▶ **DATA EXCERPTS**
* * * * *
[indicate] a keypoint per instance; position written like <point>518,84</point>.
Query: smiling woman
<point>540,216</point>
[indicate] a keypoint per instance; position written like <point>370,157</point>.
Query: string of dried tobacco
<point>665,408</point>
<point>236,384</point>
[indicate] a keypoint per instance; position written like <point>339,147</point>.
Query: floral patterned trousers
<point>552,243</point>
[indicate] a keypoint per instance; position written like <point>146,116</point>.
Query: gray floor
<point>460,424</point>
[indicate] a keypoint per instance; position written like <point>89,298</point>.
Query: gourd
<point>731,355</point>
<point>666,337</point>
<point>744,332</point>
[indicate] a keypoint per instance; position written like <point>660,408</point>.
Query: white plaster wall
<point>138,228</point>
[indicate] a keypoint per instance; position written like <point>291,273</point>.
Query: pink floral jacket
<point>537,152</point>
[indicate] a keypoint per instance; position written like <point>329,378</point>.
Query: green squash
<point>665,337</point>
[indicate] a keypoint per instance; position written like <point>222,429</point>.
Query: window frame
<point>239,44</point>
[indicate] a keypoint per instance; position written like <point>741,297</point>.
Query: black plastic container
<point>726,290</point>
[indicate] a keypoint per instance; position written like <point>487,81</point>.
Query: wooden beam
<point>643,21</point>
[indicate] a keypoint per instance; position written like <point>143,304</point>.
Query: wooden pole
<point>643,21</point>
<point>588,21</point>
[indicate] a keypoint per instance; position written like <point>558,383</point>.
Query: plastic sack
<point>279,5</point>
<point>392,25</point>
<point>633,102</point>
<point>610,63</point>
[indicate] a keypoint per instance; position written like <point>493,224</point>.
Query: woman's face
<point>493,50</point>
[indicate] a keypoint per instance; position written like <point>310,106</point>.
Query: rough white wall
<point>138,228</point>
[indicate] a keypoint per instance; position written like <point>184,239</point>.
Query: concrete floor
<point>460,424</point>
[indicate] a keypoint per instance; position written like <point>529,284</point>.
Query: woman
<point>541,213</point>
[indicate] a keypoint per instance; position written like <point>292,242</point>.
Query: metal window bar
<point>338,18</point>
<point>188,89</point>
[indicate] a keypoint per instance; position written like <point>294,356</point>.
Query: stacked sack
* * * * *
▶ **WRITTEN TASK**
Can you output every line of the records above as a JSON list of strings, one string per line, with blank lines left out?

▶ **EXERCISE RESULT**
[
  "[indicate] a keypoint per instance; position written like <point>518,84</point>.",
  "Query: smiling woman",
  "<point>540,216</point>",
  "[indicate] a keypoint per instance; position written like <point>370,157</point>.",
  "Query: string of dried tobacco",
  "<point>665,408</point>",
  "<point>236,384</point>",
  "[indicate] a keypoint per instance; position written like <point>339,147</point>.",
  "Query: floral patterned trousers",
  "<point>552,243</point>",
  "[indicate] a keypoint per instance; position written like <point>146,116</point>.",
  "Query: gray floor",
  "<point>460,424</point>",
  "[indicate] a keypoint per instance; position written like <point>89,298</point>.",
  "Query: gourd",
  "<point>731,355</point>",
  "<point>666,337</point>",
  "<point>744,332</point>",
  "[indicate] a keypoint per instance; position written like <point>660,408</point>.",
  "Query: white plaster wall",
  "<point>138,228</point>",
  "[indicate] a keypoint per instance; position written like <point>291,273</point>.",
  "Query: pink floral jacket",
  "<point>537,152</point>",
  "[indicate] a keypoint per instance; position written like <point>329,378</point>.",
  "Query: green squash",
  "<point>665,337</point>",
  "[indicate] a keypoint per instance; position written like <point>222,429</point>.",
  "Query: window frame",
  "<point>239,44</point>",
  "[indicate] a keypoint per instance; position written like <point>741,297</point>.",
  "Query: black plastic container",
  "<point>726,290</point>",
  "[indicate] a keypoint per instance; position written like <point>487,81</point>.",
  "Query: wooden beam",
  "<point>643,21</point>",
  "[indicate] a keypoint per instance; position written like <point>143,304</point>.",
  "Query: wooden pole",
  "<point>643,21</point>",
  "<point>588,21</point>",
  "[indicate] a keypoint per instance; position written like <point>558,383</point>.",
  "Query: plastic sack",
  "<point>279,5</point>",
  "<point>392,25</point>",
  "<point>633,102</point>",
  "<point>610,63</point>",
  "[indicate] a keypoint per instance; position written like <point>493,224</point>.",
  "Query: woman's face",
  "<point>493,50</point>",
  "[indicate] a keypoint per instance; position written like <point>310,106</point>.",
  "Query: rough white wall",
  "<point>138,228</point>",
  "[indicate] a keypoint per instance; position written like <point>184,239</point>.",
  "Query: concrete floor",
  "<point>460,424</point>",
  "[indicate] a keypoint per instance; position written like <point>529,284</point>.",
  "Query: woman",
  "<point>541,213</point>",
  "[indicate] a keypoint per instance; position written like <point>292,242</point>.",
  "Query: metal window bar",
  "<point>338,18</point>",
  "<point>188,89</point>",
  "[indicate] a keypoint per instance; position written like <point>294,356</point>.",
  "Query: stacked sack"
]